_REQUIRED WORK_
Each line of the listing must be transcribed exactly, except for the images, which should be excluded.

* begin TASK INPUT *

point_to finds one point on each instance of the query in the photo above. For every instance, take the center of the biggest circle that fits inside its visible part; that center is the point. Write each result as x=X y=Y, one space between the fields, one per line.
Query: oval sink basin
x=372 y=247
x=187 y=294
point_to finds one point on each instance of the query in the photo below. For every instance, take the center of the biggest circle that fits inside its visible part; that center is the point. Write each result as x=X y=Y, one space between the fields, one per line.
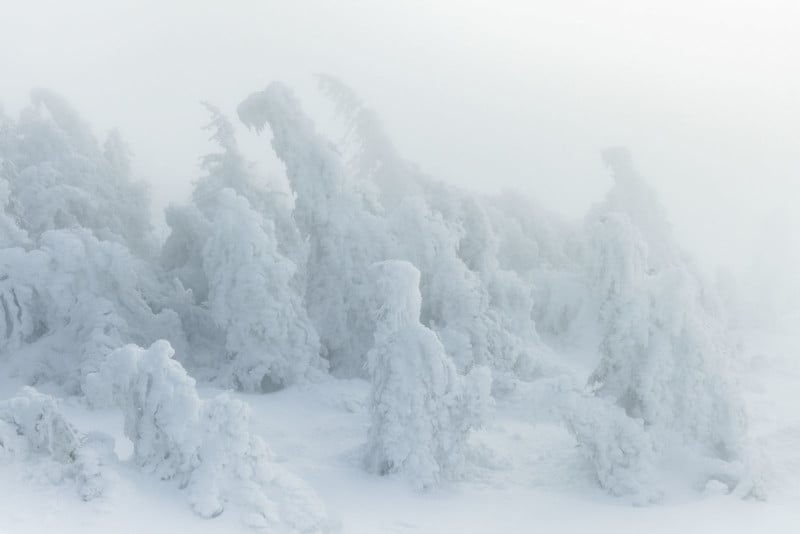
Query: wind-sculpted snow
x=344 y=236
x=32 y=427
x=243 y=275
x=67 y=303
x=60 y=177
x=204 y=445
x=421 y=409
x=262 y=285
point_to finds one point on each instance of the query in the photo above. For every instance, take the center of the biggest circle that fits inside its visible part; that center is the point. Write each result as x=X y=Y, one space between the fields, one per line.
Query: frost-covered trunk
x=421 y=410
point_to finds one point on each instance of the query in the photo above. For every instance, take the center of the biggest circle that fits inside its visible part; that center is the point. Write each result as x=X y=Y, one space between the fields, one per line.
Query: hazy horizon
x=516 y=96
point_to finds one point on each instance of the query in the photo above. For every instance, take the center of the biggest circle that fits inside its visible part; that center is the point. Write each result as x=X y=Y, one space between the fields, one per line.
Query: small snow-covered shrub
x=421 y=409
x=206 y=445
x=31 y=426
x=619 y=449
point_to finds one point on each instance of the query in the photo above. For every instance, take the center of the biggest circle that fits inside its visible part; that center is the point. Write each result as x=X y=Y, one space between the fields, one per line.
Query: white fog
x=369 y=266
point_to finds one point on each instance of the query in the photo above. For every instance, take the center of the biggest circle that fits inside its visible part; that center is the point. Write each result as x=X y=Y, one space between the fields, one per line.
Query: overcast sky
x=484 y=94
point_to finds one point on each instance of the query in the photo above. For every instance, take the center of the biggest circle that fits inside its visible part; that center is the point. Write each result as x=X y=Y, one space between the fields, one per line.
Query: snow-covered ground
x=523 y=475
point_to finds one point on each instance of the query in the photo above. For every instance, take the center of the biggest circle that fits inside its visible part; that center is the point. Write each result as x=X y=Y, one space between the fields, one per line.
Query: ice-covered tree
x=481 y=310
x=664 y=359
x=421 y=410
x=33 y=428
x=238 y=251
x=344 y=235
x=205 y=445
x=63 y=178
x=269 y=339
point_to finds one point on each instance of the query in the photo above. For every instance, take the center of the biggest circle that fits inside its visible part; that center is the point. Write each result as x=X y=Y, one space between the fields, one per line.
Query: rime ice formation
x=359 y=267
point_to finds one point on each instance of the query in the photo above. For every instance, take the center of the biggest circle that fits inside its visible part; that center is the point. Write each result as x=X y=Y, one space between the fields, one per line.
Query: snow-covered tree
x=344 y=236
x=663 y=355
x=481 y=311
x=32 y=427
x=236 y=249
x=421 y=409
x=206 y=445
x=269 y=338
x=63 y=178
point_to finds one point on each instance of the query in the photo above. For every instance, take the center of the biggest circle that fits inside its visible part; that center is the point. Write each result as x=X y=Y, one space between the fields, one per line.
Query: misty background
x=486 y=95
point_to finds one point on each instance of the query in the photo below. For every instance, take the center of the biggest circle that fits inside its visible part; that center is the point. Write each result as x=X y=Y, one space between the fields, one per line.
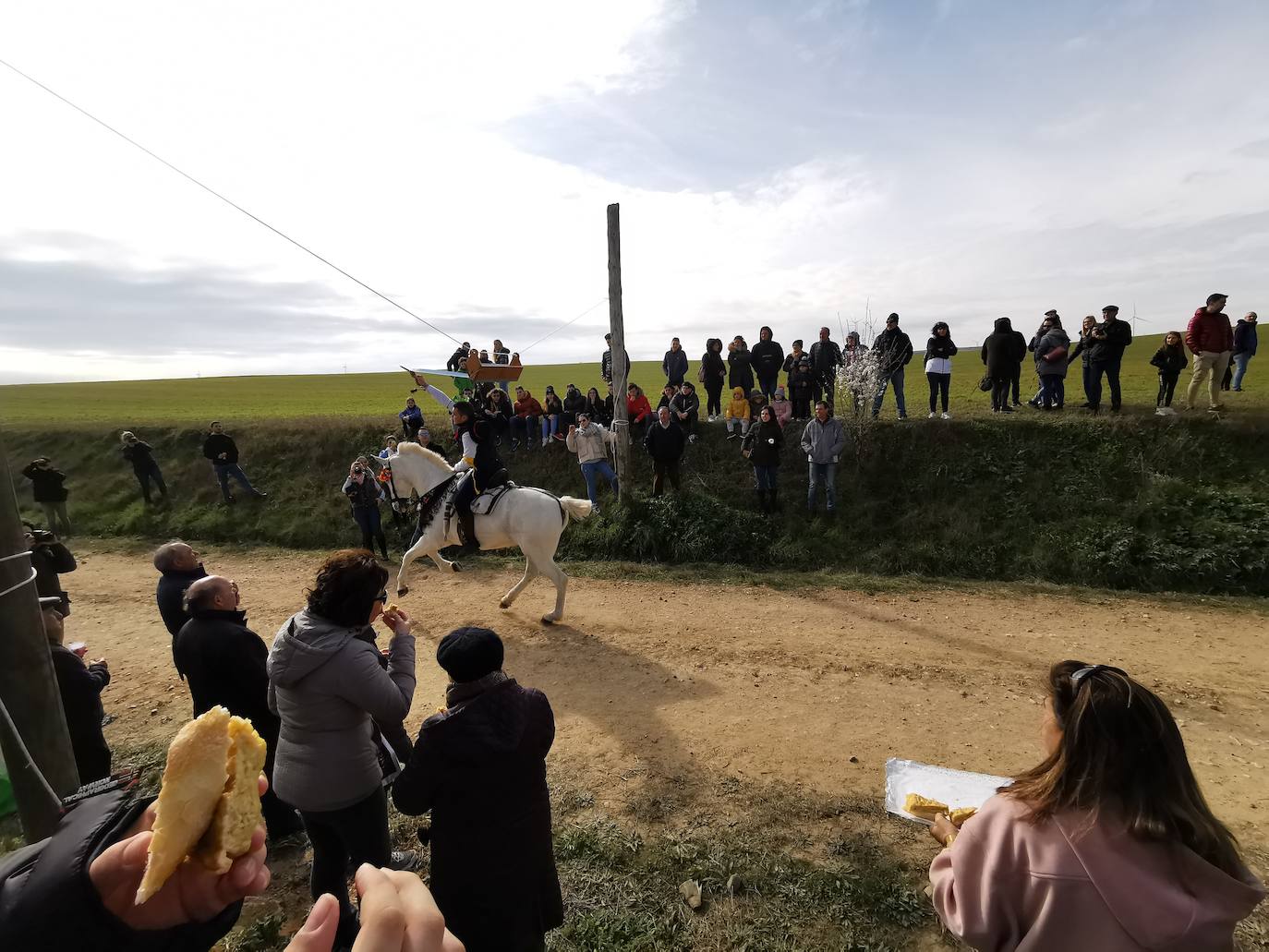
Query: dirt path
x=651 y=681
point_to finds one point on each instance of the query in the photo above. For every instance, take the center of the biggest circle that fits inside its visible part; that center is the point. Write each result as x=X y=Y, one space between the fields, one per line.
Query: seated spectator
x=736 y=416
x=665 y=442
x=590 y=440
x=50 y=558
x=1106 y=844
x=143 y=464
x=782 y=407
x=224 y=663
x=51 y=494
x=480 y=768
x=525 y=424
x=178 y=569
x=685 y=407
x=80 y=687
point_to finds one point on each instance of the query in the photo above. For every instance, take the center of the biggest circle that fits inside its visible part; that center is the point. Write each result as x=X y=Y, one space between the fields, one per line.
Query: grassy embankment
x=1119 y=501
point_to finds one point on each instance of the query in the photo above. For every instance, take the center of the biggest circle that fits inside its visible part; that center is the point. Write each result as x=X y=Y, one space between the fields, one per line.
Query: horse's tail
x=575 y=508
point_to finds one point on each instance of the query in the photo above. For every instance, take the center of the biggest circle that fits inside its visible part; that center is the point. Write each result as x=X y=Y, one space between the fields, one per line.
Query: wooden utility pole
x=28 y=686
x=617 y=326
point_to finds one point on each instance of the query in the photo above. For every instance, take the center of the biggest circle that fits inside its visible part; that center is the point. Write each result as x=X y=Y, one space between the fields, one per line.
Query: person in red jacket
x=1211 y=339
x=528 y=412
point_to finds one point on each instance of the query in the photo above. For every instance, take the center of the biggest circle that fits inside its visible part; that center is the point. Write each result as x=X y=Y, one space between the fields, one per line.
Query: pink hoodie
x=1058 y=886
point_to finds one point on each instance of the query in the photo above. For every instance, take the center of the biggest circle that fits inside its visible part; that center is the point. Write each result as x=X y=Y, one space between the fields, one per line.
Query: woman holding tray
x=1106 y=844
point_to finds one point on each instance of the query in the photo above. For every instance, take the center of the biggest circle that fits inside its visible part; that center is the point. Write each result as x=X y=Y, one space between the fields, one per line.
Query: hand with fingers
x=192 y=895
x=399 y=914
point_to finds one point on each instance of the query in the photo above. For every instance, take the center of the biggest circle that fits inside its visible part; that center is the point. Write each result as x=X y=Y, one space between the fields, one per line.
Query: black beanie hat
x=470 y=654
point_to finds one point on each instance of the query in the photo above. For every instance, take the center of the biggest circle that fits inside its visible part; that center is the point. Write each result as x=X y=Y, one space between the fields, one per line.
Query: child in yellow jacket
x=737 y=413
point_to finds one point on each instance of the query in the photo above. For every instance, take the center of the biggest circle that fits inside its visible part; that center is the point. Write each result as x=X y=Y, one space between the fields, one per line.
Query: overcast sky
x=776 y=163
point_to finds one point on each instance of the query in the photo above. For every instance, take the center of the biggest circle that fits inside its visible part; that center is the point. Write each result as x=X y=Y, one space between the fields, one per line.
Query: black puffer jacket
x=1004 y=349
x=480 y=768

* end TASK INPUT *

_EXPECTED OUTPUT_
point_to finds one point on each instance of the query in the photo above. For every instance, take the center of the biggest circle that fits inside its visible part; that center is the point. Write each result as x=X y=Y, one space between the fields, one per line.
Query: oval sink basin
x=372 y=247
x=187 y=294
point_to finds one point on each instance of the query in the photo below. For every instance, take the center of the biggest circle that fits inside its visible part; that center is the point. Write each result as x=X y=Y, one space between the fields, one per line.
Query: wind-sculpted snow
x=344 y=236
x=32 y=427
x=243 y=275
x=67 y=303
x=60 y=177
x=204 y=445
x=421 y=409
x=262 y=285
point_to finds one point on each instance of the query in the photo above. For every instance, take the center of the biggest circle that fits inside its visible part; that center is the point. Write each result as x=X y=Y, one space between the fields, one per line.
Query: frost-covered trunk
x=421 y=410
point_to finds one point on each instance of the query in the photo above. For every instance, take the center of the biggest circle that fits inside its visible part; that center is the point. Write each result as x=X y=Y, one space between the fields, one per line.
Query: hazy horizon
x=516 y=96
point_to finds one point on each instance of the query in the photo above. For every instance, take the center of the biggest circle that fits inside its visible part; that center is the point. Write each result as x=X y=Y, one space between the fields, one per line.
Query: small snow-covered shrub
x=421 y=409
x=206 y=445
x=31 y=426
x=619 y=449
point_to finds one point on each instance of the query in the photo above. For every instance, take the center of the biggest circle that fits inside its visible part; that center is the point. Write each result as x=X y=Y, one space between the fields, one per line.
Query: white fog
x=369 y=266
point_to finds one point on each instance of the query in the photo above. For every instance, take the center of the biggest circle that fits inside its visible part; that center is the point. Write each result as x=X y=Y, one space between the fields, one per line.
Query: overcast sky
x=484 y=94
point_to finds one point on each instance of the query in the photo above. For every instance, take the center of the biggest circle that fits inside its visible part; that center is the point. Write each result as x=X y=Y, one space between the fields, one per line.
Query: snow-covered ground
x=523 y=475
point_to finds one point on each instance of the query in the photo above. For every instance, take the center of the biggest circle that fits inside its visible part; that center is the point. Write each result as x=X y=Y, one space between the fields, one per line.
Query: ice-covered tree
x=481 y=310
x=664 y=359
x=421 y=410
x=33 y=428
x=238 y=251
x=344 y=235
x=205 y=445
x=63 y=178
x=269 y=339
point_to finds one point on each instance of the query in the photo above. For every instance, take the center of the biggest circle that fits inside its visible part; that center is the point. Write each result as x=X y=Y, one space between the fields, one per line.
Query: rime ice formation
x=359 y=267
point_to finds one point on each instance of the query in the photo above. For every instance, take the center of the biggest circle that fits inside its visible part; that center is the point. Write each result as x=X y=Y, one space between the fields, one per line.
Query: snow-covered tree
x=344 y=236
x=663 y=355
x=481 y=311
x=32 y=427
x=236 y=249
x=421 y=409
x=206 y=445
x=269 y=338
x=63 y=178
point_to finds one point on each instance of the query in the photo above. For every instance, take the center of the biggest circle that fits inside its visible part; that center is the point. Write each result as x=X y=Y, one space between the fields, one per line.
Query: misty background
x=486 y=95
point_to finds one point on each instance of the query in the photo below. For every instance, take the center of the biggest circle that fits inside its visible part; that center is the point. Write each result as x=X y=Y, one space between the fields, one per line.
Query: dirt path
x=651 y=681
point_to finds one point on each instance of the query in the photo above. For every instance, take the center of the biggest circle that fits inside its visible part; that center is the point. Write each result as x=X y=Y, one space between the fields, one per line.
Query: seated spectator
x=736 y=416
x=665 y=442
x=590 y=440
x=50 y=558
x=1106 y=844
x=143 y=464
x=782 y=407
x=224 y=663
x=51 y=494
x=480 y=768
x=525 y=424
x=178 y=569
x=685 y=407
x=80 y=687
point_to finds one point on each instance of the query in the photo above. For every instance, take the center of the biggest circle that fits inside its visible part; that center is the point. Write each result as x=X y=Y, one space between the fields, one per line.
Query: grassy embankment
x=1119 y=501
point_to finds one point on each instance of the query in the photo above. For every instance, take the center of the biggest circle that fits inside its visible part; that center is the point. Write each result as x=X y=Y, one space between the fields, one per line.
Query: horse's tail
x=575 y=508
point_to finds one point on each instance of the query in the photo above. For every instance, take the center of the biggest circle that fits inside its visible part; that center is the point. Write each result as x=X y=Y, one space between the fields, one per line.
Query: wooden utility pole
x=28 y=686
x=617 y=326
point_to finds one point on each instance of the query in the photo above. For every instance, take the center of the biggest circle that fits inside its visible part; that center is the point. Write each result as x=X y=Y, one space between the fields, one per line.
Query: person in red jacket
x=1211 y=339
x=528 y=412
point_to finds one point on each instance of the query in the photo above. For every instance, take the center of the biggest circle that fits inside its visible part; that center is the point. Write each result as x=X y=Y, one space between the fields, one per line.
Query: pink hoodie
x=1058 y=886
point_to finds one point on each instance of the query in the photo above. For every instance, take the center of the biggest circle that fits inside its visible part; that center is the point. Write each result as x=X y=Y, one space between the fields, one per line.
Query: woman holding tray
x=1106 y=844
point_to finds one point on each instance of the query in the photo above. For every instance, take the center of the biggest circle that fits inside its visible part; that center is the point. Write each result as x=X y=Y, one space between the fields, one per line.
Query: hand with fingers
x=192 y=895
x=399 y=914
point_to finds one point on each instance of the query in the photo above. For every instance, take the center of the biggest circle that fits inside its visible part; that center is the point. Write each result as x=X y=Y, one space between the fields, one per line.
Query: black beanie hat
x=470 y=654
point_to finds one point on each instance of the query in the photo above. For every instance, take the center of the biggest circle that fits inside its visible part; that center is the point. Write each result as x=X y=Y, one space between the fields, one per line.
Query: child in yellow jacket
x=737 y=413
point_to finds one point on each instance of the query in the photo above. For every instance, take the center of the biggest circle that fits inside its visible part; that center is the point. Write each result as x=X y=Y, one space between the fields, one per line.
Query: overcast sky
x=776 y=163
point_to finds one point on each instance of the query in the photo above. For every instance, take the center of the biggest circle that fits inside its visible part; that center is the point. Write each result as x=X y=Y, one space between the fields, one per line.
Query: black puffer jacket
x=1004 y=349
x=480 y=768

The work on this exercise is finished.